-- BEGIN Passage --

I have a square prism or brick with identical rectangular faces and identical squares.

How many different ways can you paint the faces of the above, if two coloured prisms are regarded as the same, when one can be rotated to give the other?

The bricks are to be painted so that each face is blue, red or white.

My work so far

I've worked out the direct symmetries which are:

The identity e
the rotation through pi about axis 1
the rotation through pi/2 about axis 1
the rotation through 3pi/2 about axis 1
the rotation about pi about axes 2 and 4 (axes through midpoints of opposite edges)
the rotation about pi about axes 3 and 5 (axes through midpoints of opposite faces).

The identity element fixes the shape so Fix(e) = 3^6

This is where I have been stuck for the last few hours as I keep getting confused with my symmetries on what to write next.

Could someone give me a mental nudge please. I'm trying to use the counting theorem to solve this but not got any 3dimensional examples

Please let me know if that doesn't make any sense
Attached Images

2. Firstly - what does the attached image have to do with anything?

Secondly, the way to start a question is to think what your general strategy is and then work out the details to enact that. I think this is why you are stuck, you don't really have a plan to answer the question, you are just trying to write down some stuff that you know.

What you have done is dived into writing detail before you have considered its relevance to the actual problem.

-----

One way to answer this question is to do the following:

- Fix an orientation of the box and count all of the possible ways to colour the faces (easy)

- Now you have a number of colourings that is too big; you want to reduce this to find only the number of equivalent ones.

- What does equivalent mean in this context? Two colourings are equivalent if you can apply a symmetry that permutes the faces to get from one to the other.

- What is this mathematically? One says that the group of rotations acts on the set C of all colourings in a given orientation. The equivalence relation then says that two colourings are equivalent if they are in the same orbit under this action.

- Therefore, the mathematical problem is now to determine the group of rotations and its action on C and to count the number of orbits.

-- END Passage --

**Task instructions:** Reproduce the prism-painting thread from "My work so far" up to and including "to write next.", substituting "rotations" for "symmetries". These entries have no connection to the prism-painting thread.

-- BEGIN Data supplied --

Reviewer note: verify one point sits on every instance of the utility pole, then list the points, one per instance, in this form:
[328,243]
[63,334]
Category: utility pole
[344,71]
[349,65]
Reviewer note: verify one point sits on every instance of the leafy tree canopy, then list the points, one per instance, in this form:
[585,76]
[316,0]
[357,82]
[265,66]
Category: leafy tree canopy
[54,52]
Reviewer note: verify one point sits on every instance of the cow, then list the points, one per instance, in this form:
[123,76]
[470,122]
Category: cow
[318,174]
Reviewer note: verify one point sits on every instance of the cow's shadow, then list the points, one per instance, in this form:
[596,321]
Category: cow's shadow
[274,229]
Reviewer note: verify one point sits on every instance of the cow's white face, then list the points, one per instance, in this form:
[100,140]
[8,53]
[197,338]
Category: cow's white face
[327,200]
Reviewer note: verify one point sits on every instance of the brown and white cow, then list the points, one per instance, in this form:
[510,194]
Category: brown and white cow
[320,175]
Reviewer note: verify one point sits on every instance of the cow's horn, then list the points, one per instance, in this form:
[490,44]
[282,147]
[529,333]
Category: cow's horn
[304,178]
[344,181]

-- END Data supplied --
-- BEGIN Data supplied --

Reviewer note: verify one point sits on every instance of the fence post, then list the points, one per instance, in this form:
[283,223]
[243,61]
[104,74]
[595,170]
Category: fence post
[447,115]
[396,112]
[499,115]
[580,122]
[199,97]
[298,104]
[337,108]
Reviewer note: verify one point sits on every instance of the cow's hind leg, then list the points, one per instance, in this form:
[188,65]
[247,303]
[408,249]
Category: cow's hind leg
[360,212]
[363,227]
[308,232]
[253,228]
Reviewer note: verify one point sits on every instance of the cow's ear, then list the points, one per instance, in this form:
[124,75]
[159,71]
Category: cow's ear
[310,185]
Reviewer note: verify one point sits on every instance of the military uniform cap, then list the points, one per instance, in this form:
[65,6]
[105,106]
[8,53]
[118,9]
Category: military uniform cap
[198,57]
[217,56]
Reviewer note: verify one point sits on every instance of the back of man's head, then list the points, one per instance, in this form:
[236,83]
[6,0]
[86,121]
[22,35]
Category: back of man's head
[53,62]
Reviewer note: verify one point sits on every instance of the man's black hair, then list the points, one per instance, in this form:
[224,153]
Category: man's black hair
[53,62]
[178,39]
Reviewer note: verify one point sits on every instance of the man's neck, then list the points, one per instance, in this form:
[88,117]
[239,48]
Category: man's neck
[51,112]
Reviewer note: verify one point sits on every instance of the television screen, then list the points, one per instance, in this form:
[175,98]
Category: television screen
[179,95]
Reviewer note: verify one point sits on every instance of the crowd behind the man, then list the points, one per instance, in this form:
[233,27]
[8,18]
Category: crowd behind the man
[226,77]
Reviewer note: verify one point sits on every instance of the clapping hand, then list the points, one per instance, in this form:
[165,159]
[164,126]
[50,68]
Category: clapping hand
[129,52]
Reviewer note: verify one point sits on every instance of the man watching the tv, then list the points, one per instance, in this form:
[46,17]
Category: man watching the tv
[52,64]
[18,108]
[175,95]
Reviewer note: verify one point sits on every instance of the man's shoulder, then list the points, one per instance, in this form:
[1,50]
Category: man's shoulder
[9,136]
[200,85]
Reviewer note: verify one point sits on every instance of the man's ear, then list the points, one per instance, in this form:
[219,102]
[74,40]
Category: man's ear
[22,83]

-- END Data supplied --

**Response to the task:**
My work so far

I've worked out the direct rotations which are:

The identity e
the rotation through pi about axis 1
the rotation through pi/2 about axis 1
the rotation through 3pi/2 about axis 1
the rotation about pi about axes 2 and 4 (axes through midpoints of opposite edges)
the rotation about pi about axes 3 and 5 (axes through midpoints of opposite faces).

The identity element fixes the shape so Fix(e) = 3^6

This is where I have been stuck for the last few hours as I keep getting confused with my rotations on what to write next.